* _ORIENTAÇÃO A_: Reúna todas as linhas das entradas que contêm a palavra "stone", respeitando a diferença entre maiúsculas e minúsculas.

- - - - - - -

Em 1995, Livia Garcia-Roza (Rio de Janeiro, RJ) publica Quarto de menina, romance que conquista leitores jovens e adultos por seu profundo conhecimento dos recônditos da alma humana. Sua obra se compõe de narrativas longas (Meus queridos estranhos, Cine Odeon, O sonho de Matilde) e curtas (Restou o cão, A cara da mãe). No ano seguinte, seu marido, Luiz Alfredo Garcia-Roza (Rio de Janeiro, RJ, 1936) abandona uma sólida trajetória de psicanalista (mesma profissão da mulher) para se dedicar à construção de uma carreira de escritor de romances policiais, gênero que não havia até então alcançado reconhecimento da crítica no Brasil[xli]. Garcia-Roza dá vida ao carismático detetive Espinosa, protagonista de suas histórias (O silêncio da chuva, Perseguido, Na multidão, entre outros), que, com erudição e sensibilidade, tentar resolver casos envolvendo dramas humanos passados na Zona Sul do Rio de Janeiro. Já Bellini é o detetive de outro cultor do gênero policial, Tony Bellotto (São Paulo, SP, 1960), que estréia em 1995: Bellini e a esfinge, Bellini e os demônios e Bellini e os espíritos.

- - - - - - -

* _ORIENTAÇÃO B_: Transcreva na íntegra, sem nenhuma alteração, o trecho sobre os romances de Livia Garcia-Roza, Luiz Alfredo Garcia-Roza e Tony Bellotto.

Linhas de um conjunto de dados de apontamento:
- - - - - - -

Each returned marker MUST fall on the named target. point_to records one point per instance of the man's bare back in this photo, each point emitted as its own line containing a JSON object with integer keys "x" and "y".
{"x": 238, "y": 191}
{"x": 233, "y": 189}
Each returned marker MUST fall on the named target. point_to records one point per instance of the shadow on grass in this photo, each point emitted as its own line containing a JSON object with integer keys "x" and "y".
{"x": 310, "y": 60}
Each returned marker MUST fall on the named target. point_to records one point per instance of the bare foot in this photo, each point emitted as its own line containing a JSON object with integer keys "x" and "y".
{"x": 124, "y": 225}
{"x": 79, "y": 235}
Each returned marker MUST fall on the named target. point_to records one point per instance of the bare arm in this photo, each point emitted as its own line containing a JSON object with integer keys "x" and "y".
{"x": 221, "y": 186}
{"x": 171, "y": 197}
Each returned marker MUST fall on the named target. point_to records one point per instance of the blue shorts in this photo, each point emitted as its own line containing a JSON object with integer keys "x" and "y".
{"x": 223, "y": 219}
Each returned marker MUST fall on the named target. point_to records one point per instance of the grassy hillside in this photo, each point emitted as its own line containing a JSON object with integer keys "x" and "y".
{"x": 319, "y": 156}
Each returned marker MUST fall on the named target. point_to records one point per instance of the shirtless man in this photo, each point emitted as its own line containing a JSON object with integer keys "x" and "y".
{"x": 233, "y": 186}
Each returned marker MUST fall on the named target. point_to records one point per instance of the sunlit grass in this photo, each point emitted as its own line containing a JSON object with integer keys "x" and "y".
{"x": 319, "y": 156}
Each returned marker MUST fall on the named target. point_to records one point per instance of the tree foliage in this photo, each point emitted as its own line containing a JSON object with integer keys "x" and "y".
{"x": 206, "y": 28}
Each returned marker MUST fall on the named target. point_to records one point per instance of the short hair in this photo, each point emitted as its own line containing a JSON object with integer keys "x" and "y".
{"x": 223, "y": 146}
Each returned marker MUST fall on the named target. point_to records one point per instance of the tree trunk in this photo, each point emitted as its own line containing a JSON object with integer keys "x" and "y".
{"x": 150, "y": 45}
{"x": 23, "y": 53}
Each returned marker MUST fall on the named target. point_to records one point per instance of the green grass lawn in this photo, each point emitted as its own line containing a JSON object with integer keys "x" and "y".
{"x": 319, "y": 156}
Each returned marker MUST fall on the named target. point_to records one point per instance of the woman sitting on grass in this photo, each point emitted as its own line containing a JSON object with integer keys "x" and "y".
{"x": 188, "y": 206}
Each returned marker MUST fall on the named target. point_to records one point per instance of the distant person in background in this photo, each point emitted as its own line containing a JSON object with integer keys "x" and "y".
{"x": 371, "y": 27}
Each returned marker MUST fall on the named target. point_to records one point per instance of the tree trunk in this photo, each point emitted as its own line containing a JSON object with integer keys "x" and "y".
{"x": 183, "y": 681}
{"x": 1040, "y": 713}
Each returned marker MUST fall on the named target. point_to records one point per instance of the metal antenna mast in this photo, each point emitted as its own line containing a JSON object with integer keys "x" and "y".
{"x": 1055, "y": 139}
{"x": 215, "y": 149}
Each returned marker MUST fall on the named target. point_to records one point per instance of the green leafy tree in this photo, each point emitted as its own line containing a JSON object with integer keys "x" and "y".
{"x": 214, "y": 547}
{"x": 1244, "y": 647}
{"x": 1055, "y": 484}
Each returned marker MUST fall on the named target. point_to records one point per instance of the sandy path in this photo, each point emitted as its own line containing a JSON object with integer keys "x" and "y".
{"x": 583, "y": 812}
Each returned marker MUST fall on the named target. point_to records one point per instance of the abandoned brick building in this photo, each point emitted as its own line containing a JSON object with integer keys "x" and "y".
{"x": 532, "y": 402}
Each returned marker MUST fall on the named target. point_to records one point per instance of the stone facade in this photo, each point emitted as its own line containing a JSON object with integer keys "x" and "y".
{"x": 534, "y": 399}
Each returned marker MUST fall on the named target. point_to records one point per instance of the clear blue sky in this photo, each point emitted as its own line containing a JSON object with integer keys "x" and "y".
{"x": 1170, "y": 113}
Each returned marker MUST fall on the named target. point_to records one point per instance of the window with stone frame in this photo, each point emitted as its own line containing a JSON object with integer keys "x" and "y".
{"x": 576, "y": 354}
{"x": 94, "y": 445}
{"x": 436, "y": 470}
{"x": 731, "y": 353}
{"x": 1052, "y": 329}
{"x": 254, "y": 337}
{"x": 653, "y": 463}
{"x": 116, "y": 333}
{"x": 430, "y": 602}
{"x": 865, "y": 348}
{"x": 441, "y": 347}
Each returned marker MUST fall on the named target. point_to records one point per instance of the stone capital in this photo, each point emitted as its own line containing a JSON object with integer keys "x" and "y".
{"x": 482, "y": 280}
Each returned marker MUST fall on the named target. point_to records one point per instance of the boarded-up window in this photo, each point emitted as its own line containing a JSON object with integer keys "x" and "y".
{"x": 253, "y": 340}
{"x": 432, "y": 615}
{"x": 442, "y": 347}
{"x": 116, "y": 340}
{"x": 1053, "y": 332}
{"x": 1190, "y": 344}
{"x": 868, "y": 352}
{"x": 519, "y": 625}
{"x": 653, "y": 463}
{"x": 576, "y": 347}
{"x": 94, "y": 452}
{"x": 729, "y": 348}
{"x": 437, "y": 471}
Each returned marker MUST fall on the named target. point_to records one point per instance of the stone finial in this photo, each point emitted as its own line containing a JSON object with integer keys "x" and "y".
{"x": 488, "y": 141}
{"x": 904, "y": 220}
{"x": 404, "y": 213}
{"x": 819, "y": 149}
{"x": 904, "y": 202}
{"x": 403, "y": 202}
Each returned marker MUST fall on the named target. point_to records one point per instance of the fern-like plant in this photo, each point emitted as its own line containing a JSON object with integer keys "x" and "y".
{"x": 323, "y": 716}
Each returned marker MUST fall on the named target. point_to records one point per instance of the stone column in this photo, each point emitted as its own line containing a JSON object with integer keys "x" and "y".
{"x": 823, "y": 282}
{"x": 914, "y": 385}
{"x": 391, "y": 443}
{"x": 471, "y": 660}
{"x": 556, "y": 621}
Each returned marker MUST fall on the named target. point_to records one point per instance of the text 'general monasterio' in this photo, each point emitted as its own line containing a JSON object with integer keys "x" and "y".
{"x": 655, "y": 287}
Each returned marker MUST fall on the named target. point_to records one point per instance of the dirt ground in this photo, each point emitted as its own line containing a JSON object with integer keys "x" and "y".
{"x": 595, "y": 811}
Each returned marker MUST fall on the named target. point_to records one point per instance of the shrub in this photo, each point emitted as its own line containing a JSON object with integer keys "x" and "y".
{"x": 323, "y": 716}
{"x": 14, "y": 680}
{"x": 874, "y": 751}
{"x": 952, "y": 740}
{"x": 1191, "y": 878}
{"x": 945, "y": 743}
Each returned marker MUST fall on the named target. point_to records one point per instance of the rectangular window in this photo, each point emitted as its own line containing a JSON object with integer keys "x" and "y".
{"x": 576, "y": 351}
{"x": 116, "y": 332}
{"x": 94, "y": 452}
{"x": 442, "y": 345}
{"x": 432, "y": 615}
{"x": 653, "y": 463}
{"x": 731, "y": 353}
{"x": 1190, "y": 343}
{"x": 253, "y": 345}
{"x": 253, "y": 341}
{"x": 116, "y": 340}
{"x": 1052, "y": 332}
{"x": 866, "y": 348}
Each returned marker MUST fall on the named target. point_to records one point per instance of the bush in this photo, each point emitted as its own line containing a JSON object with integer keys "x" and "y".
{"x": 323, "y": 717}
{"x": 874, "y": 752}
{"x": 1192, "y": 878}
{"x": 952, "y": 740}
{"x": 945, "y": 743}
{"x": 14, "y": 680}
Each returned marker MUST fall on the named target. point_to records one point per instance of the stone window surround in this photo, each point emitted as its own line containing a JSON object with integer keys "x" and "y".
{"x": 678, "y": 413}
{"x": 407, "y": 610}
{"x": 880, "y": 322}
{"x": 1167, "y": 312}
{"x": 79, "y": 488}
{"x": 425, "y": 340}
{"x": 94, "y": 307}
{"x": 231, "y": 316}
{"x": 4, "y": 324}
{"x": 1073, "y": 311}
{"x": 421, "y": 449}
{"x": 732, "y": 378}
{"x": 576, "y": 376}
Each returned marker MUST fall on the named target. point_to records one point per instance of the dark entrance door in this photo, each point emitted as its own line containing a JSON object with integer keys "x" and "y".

- - - - - - -

* _RESULTADO A_:
Each returned marker MUST fall on the named target. point_to records one point per instance of the stone facade in this photo, each point emitted as its own line containing a JSON object with integer keys "x" and "y".
Each returned marker MUST fall on the named target. point_to records one point per instance of the window with stone frame in this photo, each point emitted as its own line containing a JSON object with integer keys "x" and "y".
Each returned marker MUST fall on the named target. point_to records one point per instance of the stone capital in this photo, each point emitted as its own line containing a JSON object with integer keys "x" and "y".
Each returned marker MUST fall on the named target. point_to records one point per instance of the stone finial in this photo, each point emitted as its own line containing a JSON object with integer keys "x" and "y".
Each returned marker MUST fall on the named target. point_to records one point per instance of the stone column in this photo, each point emitted as its own line containing a JSON object with integer keys "x" and "y".
Each returned marker MUST fall on the named target. point_to records one point per instance of the stone window surround in this photo, each point emitted as its own line containing a JSON object with integer keys "x" and "y".

* _RESULTADO B_:
Em 1995, Livia Garcia-Roza (Rio de Janeiro, RJ) publica Quarto de menina, romance que conquista leitores jovens e adultos por seu profundo conhecimento dos recônditos da alma humana. Sua obra se compõe de narrativas longas (Meus queridos estranhos, Cine Odeon, O sonho de Matilde) e curtas (Restou o cão, A cara da mãe). No ano seguinte, seu marido, Luiz Alfredo Garcia-Roza (Rio de Janeiro, RJ, 1936) abandona uma sólida trajetória de psicanalista (mesma profissão da mulher) para se dedicar à construção de uma carreira de escritor de romances policiais, gênero que não havia até então alcançado reconhecimento da crítica no Brasil[xli]. Garcia-Roza dá vida ao carismático detetive Espinosa, protagonista de suas histórias (O silêncio da chuva, Perseguido, Na multidão, entre outros), que, com erudição e sensibilidade, tentar resolver casos envolvendo dramas humanos passados na Zona Sul do Rio de Janeiro. Já Bellini é o detetive de outro cultor do gênero policial, Tony Bellotto (São Paulo, SP, 1960), que estréia em 1995: Bellini e a esfinge, Bellini e os demônios e Bellini e os espíritos.